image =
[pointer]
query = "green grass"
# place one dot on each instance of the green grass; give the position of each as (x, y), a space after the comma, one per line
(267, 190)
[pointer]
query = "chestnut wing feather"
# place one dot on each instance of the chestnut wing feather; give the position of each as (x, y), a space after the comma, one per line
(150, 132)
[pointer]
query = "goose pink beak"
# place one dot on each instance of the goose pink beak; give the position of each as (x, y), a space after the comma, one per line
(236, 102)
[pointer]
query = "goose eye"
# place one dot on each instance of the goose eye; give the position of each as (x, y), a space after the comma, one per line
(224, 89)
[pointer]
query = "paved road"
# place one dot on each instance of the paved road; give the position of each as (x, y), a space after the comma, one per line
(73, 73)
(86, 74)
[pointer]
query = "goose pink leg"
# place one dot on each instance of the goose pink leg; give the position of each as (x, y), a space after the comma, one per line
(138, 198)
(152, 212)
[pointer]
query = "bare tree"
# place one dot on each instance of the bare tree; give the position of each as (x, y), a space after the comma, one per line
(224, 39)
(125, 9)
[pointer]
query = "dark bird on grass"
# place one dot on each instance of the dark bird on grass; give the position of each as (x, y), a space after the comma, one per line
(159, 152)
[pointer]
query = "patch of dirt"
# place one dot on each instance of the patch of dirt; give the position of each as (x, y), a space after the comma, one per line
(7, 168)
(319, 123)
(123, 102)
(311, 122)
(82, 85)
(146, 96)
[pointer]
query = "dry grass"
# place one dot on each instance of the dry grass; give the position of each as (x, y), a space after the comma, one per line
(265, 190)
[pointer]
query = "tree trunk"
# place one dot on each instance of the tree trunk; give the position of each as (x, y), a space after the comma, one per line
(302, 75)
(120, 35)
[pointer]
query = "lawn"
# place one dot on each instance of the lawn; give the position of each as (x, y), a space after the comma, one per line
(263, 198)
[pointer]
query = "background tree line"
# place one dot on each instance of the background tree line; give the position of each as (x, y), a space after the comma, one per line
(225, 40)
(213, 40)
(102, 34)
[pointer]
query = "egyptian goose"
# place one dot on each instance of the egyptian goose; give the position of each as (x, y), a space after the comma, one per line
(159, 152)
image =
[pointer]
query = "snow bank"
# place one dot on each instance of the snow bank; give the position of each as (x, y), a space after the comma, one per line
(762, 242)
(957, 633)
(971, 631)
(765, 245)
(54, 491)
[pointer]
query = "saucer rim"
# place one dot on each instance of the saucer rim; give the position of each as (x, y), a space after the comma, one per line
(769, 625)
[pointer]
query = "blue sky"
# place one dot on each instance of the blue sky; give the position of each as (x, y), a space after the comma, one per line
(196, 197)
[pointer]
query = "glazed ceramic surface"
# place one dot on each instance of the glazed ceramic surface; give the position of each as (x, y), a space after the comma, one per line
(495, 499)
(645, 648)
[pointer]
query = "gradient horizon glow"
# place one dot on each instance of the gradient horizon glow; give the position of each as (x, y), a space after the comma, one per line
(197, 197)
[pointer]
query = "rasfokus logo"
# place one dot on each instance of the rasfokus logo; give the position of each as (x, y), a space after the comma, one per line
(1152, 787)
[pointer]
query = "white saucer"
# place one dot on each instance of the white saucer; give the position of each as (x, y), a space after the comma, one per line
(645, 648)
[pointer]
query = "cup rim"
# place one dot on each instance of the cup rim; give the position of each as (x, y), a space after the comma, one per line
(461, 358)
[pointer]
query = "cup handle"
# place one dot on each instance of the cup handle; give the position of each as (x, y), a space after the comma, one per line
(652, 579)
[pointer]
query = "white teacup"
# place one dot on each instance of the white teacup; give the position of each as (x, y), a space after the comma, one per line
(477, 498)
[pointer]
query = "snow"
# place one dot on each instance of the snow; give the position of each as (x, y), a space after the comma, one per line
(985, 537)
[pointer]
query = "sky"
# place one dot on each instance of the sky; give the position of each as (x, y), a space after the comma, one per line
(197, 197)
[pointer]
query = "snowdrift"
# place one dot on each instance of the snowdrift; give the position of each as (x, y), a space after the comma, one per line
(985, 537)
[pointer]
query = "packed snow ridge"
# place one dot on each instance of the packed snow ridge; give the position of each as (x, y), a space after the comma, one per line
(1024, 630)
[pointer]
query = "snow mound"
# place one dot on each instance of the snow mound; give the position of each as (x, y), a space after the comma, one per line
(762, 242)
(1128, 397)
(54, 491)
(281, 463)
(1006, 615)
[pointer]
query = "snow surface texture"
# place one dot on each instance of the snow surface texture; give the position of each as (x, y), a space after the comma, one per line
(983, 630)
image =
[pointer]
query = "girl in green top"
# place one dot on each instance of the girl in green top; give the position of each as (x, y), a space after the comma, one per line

--- What to do ---
Restate each entry exactly, skipping none.

--- Output for this exercise ---
image =
[pointer]
query = "green grass"
# place one dot on each instance of the green grass; give the position of each as (x, y), a space after the comma, one per line
(267, 190)
[pointer]
query = "chestnut wing feather"
# place one dot on each instance of the chestnut wing feather; give the position of each as (x, y), a space after the comma, one per line
(150, 132)
[pointer]
query = "goose pink beak"
# place one dot on each instance of the goose pink beak; give the position of each as (x, y), a space after the comma, one per line
(236, 102)
[pointer]
query = "goose eye"
# place one dot on each instance of the goose eye; give the position of each as (x, y), a space after the comma, one per line
(224, 89)
[pointer]
query = "paved road"
# place one dot on each instance of the paved road; give the position of each as (x, y), a space after the comma, one per line
(73, 73)
(86, 74)
[pointer]
query = "goose pink leg"
# place one dot on each instance of the goose pink leg; give the position of each as (x, y), a space after the comma, one per line
(138, 198)
(152, 212)
[pointer]
query = "bare tree"
# place one dot on each instance of the bare tree; give the position of each as (x, y), a space after the comma, one per line
(224, 39)
(125, 9)
[pointer]
query = "dark bird on grass"
# place one dot on each instance of the dark bird on grass; give the position of each as (x, y), a space after the comma, one per line
(159, 152)
[pointer]
query = "patch of dirt"
# place one dot on each instance of the patch of dirt; give the position of each as (x, y), a space after the comma, one per line
(7, 168)
(319, 123)
(123, 102)
(311, 122)
(82, 85)
(146, 96)
[pointer]
query = "dry grass"
# place one dot on each instance of the dry grass; give the position of each as (x, y), a space after the comma, one per line
(265, 190)
[pointer]
query = "tree trunk"
# place one dot on each instance of the tree trunk; give the position of each as (x, y), a space after the comma, one per line
(302, 75)
(120, 35)
[pointer]
query = "lawn"
# place one dot on each instance of the lawn; give the position of each as (x, y), a space after the comma, one per line
(263, 198)
[pointer]
query = "background tree line"
# place one dot on each instance of the background tree line; give the position of each as (x, y), a space after the comma, one per line
(225, 40)
(213, 40)
(102, 34)
[pointer]
query = "egyptian goose"
# place one dot on each instance of the egyptian goose; give the position of each as (x, y), a space after the comma, one per line
(159, 152)
image =
[pointer]
query = "snow bank"
# place one dot on each instance of the snow bank; give the position of each as (x, y), a space after the comma, one per line
(762, 242)
(957, 633)
(971, 631)
(765, 245)
(54, 491)
[pointer]
query = "saucer rim"
# place one dot on each instance of the saucer rim; give the position of each as (x, y), a space after the comma, one per line
(769, 625)
[pointer]
query = "blue sky"
# place one dot on each instance of the blue sky; give the position of each as (x, y), a space after the comma, one per line
(196, 197)
[pointer]
query = "glazed ceramic surface"
# place one dot on each instance of the glazed ceramic surface; give the position of each as (x, y), a space after the comma, one per line
(495, 499)
(645, 648)
[pointer]
query = "gradient horizon glow"
# place one dot on each instance of the gradient horizon glow; give the position of each as (x, y), a space after the comma, one per line
(197, 197)
[pointer]
query = "rasfokus logo"
# place one dot on each instance of the rasfokus logo; give the position of each as (x, y), a space after the comma, one per line
(1152, 787)
[pointer]
query = "white saucer"
# place one dot on each instance of the white saucer; give the position of each as (x, y), a space after the comma, one per line
(645, 648)
[pointer]
query = "cup rim"
# place one dot on each instance of the cup rim; give the position of each as (x, y), a space after the comma, one per line
(461, 358)
[pointer]
query = "cup handle"
# place one dot on each instance of the cup handle; give the position of each as (x, y), a space after the comma, one per line
(652, 579)
[pointer]
query = "white teacup"
# place one dot on each instance of the white teacup; give the position of each as (x, y), a space after the comma, one per line
(477, 498)
[pointer]
query = "snow"
# place one dot on each instance of the snow; give the position of each as (x, y), a space after the comma, one per line
(985, 537)
[pointer]
query = "sky"
# place one dot on each instance of the sky; give the position of each as (x, y), a space after the comma, one per line
(197, 197)
[pointer]
query = "snowdrift"
# place one dot on each instance of the snowdrift; give the position of each as (x, y), a space after the comma, one per line
(985, 537)
[pointer]
query = "packed snow ridge"
# place one dot on each instance of the packed snow ridge; give the position of each as (x, y), a space after the comma, one per line
(1024, 630)
[pointer]
query = "snow mound"
# place one dot on each instance of the snow mound; give the position of each as (x, y), a space after the comma, one per line
(762, 242)
(1128, 397)
(54, 491)
(281, 463)
(1006, 615)
[pointer]
query = "snow surface texture"
# place one dot on each instance of the snow surface texture; give the position of each as (x, y), a space after the comma, one per line
(983, 630)
image =
[pointer]
query = "girl in green top"
# place one dot on each instance of the girl in green top; give the position of each as (x, y), a space after the comma, one per line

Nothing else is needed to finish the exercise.